- Supplied records
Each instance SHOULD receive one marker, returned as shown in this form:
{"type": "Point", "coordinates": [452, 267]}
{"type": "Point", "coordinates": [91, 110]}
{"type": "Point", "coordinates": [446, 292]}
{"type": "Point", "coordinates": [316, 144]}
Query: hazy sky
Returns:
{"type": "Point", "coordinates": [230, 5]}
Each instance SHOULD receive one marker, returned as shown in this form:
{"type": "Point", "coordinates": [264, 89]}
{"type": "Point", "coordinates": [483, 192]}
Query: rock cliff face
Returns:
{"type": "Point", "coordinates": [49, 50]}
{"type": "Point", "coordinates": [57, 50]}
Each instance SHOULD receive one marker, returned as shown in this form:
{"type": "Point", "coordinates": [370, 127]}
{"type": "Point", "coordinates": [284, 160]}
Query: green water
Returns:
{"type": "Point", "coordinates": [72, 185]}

- Problem to solve
Write the material out once more, exactly as it reads.

- Written reply
Each instance SHOULD receive one marker, returned as shown in this form:
{"type": "Point", "coordinates": [452, 267]}
{"type": "Point", "coordinates": [91, 110]}
{"type": "Point", "coordinates": [446, 292]}
{"type": "Point", "coordinates": [316, 144]}
Query: hazy sky
Returns:
{"type": "Point", "coordinates": [230, 5]}
Each instance SHOULD receive one marker, returned as shown in this form:
{"type": "Point", "coordinates": [264, 89]}
{"type": "Point", "coordinates": [483, 192]}
Query: rock cliff face
Returns:
{"type": "Point", "coordinates": [49, 50]}
{"type": "Point", "coordinates": [57, 50]}
Each instance SHOULD receive one marker, returned as shown in this form:
{"type": "Point", "coordinates": [370, 127]}
{"type": "Point", "coordinates": [284, 160]}
Query: green water
Returns:
{"type": "Point", "coordinates": [72, 185]}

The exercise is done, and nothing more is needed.